◆ EXCERTO DO TEXTO
..............................

A comuna possuía os seus magistrados eleitos, à frente dos quais se encontravam
os dois rabis menores, a câmara de vereação, constituída pelos homens bons, e o
tribunal. O local de reunião era a sinagoga. Por direito, cabia-lhe fazer as
suas posturas e ordenações internas.
Os rabis menores julgavam em primeira instância todos os casos cíveis e
crimes entre judeus ou entre judeus e cristãos, quando aqueles fossem réus.
Apenas as comunas mais populosas teriam cadeia própria, mas os judeus eram
julgados segundo o direito talmúdico, sempre que réus, podendo apelar da
sentença quer para o rabi mor ou os seus ouvidores, quer para o rei. As penas
eram diversas pois os judeus seguiam também a lei geral do reino, indo por
isso, desde a excomunhão aos castigos corporais, ao degredo e ao enforcamento.
Os rabis eram eleitos por pelouros tal como os restantes oficiais da comuna.
Coadjuvavam-no os vereadores que tinham assento na câmara de vereação,
juntamente com os procuradores e os homens bons da comuna. A ratificação era
feita pelo rabi mor em nome do soberano. Os cargos eram anuais e não reelegíveis
no ano imediato ao do mandato, desde as cortes de Elvas de 1361, mas as
excepções deviam ser a regra nestas pequenas comunidades onde não abundariam
certamente muitos indivíduos letrados. Em Elvas, José Amigo, servidor de Afonso
V, foi designado rabi da comuna a partir de 1455 e de novo em 1458, “ataa
merçee d’el-rei”. Em 1475, mestre Abraão, físico e cirurgião, foi nomeado por
três anos, rabi desta comunidade.
À câmara de vereação cabia, juntamente com os procuradores e o tesoureiro,
administrar os bens, as rendas e dinheiros da comunidade, orientando as verbas
destinadas à assistência, ao ensino e à conservação dos edifícios públicos.
Pertencia-lhe lançar peitas, fintas, talhas, pedidos e empréstimos sobre os
seus habitantes, a fim de custear eventuais despesas da comuna ou pagar os
tributos ao concelho e ao monarca. Não temos qualquer conhecimento se aos actos
de repartição dos impostos e do prestar das contas anual estavam presentes os
procuradores do povo miúdo, ou seja, dos mesteirais judeus, à semelhança do que
ocorria em Lisboa e Évora.
Tal como o concelho, também a comuna conheceu uma oligarquia de
poderosos, constituída por físicos, mercadores, ourives, tabeliães. Opunha-se a
esta minoria de ricos, a maioria dos "pobres" da comuna, aqueles que
por trabalho e ignorância estavam afastados do poder desta e que era
constituída por mesteirais, tendeiros e assalariados. Não conhecemos as suas
queixas contra os privilégios e isenções dos mais ricos e poderosos mas é
provável que tal tenha ocorrido à semelhança do que sucedeu com a repartição da
aposentadoria, sobretudo em Elvas, porventura a comunidade mais importante
desta região.

..............................

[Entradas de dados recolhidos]

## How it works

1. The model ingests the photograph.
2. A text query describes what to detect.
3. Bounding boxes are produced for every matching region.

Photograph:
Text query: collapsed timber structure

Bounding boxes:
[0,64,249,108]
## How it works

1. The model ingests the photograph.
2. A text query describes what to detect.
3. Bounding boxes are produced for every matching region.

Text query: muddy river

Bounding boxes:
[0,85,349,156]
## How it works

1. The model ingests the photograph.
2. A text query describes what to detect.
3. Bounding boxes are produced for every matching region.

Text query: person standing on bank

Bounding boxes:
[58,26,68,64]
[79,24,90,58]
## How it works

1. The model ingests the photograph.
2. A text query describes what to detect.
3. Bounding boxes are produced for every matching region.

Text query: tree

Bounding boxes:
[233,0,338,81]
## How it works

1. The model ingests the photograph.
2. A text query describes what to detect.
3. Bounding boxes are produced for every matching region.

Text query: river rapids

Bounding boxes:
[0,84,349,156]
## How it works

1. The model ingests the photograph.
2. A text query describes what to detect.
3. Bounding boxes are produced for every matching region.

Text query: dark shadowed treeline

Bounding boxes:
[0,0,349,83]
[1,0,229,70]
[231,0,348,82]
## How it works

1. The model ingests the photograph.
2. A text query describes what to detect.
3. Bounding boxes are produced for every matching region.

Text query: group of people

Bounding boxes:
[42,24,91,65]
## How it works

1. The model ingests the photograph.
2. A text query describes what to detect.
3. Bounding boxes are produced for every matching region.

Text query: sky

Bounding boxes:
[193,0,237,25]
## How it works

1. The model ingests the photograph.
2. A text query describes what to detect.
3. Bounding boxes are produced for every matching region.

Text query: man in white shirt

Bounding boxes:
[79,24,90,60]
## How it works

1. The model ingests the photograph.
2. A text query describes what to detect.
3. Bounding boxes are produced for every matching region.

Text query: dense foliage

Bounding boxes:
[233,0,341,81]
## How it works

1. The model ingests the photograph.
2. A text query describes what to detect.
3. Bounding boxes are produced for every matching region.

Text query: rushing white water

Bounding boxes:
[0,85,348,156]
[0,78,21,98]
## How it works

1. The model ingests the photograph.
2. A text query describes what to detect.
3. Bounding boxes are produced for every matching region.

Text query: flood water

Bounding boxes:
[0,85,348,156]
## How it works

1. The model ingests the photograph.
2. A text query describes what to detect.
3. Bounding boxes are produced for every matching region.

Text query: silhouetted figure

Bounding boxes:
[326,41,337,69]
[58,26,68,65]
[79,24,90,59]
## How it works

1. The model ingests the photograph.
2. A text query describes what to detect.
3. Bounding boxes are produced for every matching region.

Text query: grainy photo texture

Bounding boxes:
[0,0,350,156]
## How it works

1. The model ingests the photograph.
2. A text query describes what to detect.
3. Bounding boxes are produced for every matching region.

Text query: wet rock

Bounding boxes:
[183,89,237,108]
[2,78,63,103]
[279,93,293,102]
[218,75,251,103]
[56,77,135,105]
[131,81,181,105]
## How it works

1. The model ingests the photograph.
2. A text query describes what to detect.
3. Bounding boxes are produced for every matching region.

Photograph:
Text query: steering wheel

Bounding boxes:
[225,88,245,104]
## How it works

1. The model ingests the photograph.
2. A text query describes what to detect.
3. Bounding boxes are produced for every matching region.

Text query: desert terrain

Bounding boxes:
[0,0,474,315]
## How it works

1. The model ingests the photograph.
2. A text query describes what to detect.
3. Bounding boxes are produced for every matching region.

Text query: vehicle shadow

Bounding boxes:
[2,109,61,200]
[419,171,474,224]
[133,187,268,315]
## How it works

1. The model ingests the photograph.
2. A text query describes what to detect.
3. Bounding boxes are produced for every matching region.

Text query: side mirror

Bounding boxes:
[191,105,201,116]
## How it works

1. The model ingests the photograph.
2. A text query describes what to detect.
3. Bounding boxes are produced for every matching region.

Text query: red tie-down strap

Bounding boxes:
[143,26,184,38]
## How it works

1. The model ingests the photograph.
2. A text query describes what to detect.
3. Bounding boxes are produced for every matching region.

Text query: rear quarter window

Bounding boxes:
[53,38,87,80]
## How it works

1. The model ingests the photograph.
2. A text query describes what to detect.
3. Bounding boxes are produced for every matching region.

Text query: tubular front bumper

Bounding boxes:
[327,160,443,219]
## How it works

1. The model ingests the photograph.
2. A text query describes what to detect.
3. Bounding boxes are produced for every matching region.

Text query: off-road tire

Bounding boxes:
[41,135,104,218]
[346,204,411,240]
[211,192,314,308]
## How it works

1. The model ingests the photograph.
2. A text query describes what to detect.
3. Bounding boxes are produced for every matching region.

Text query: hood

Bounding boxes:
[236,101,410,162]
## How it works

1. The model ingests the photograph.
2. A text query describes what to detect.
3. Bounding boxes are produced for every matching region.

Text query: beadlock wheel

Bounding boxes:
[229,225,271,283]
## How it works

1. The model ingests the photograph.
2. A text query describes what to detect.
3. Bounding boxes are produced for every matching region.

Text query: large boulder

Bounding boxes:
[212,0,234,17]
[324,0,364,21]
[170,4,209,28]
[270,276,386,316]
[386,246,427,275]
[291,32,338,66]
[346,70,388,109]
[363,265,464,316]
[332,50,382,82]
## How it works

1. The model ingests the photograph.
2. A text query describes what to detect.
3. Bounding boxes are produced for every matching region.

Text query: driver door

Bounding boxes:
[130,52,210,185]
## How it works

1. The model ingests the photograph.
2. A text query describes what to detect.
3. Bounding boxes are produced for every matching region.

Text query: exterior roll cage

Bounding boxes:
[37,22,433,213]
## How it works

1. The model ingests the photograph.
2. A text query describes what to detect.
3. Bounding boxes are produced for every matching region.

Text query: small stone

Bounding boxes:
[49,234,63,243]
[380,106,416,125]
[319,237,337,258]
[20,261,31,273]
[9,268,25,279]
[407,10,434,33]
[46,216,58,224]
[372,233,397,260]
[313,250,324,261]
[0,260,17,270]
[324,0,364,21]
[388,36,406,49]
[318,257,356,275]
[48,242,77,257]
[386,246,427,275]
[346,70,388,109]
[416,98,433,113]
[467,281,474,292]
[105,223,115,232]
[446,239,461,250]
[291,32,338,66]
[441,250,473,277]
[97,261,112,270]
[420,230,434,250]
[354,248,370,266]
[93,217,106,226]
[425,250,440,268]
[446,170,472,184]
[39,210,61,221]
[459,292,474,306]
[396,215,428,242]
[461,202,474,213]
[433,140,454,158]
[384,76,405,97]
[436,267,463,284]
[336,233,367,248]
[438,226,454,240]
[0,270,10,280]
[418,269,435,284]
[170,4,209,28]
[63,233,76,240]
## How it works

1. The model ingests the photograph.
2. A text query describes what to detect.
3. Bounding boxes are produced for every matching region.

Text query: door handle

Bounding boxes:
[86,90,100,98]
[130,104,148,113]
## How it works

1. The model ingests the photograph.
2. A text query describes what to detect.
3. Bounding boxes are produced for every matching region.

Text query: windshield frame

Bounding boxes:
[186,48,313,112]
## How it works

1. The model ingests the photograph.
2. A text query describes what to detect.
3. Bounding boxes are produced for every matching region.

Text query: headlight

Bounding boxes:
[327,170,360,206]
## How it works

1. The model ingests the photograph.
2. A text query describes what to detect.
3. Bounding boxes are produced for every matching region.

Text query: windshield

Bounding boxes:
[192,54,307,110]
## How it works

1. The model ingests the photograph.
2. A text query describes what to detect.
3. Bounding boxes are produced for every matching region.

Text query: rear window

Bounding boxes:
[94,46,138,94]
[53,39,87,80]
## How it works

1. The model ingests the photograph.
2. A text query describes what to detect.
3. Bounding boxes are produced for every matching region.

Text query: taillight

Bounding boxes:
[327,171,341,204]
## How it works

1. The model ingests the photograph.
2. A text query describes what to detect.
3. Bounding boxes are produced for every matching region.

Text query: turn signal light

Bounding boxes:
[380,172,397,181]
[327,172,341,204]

..............................

◆ PROBLEMA PROPOSTO
Copie o trecho do texto sobre a comuna judaica que começa em “Apenas as comunas” e segue até “e ao enforcamento.”.

◆ RESOLUÇÃO DO PROBLEMA
Apenas as comunas mais populosas teriam cadeia própria, mas os judeus eram
julgados segundo o direito talmúdico, sempre que réus, podendo apelar da
sentença quer para o rabi mor ou os seus ouvidores, quer para o rei. As penas
eram diversas pois os judeus seguiam também a lei geral do reino, indo por
isso, desde a excomunhão aos castigos corporais, ao degredo e ao enforcamento.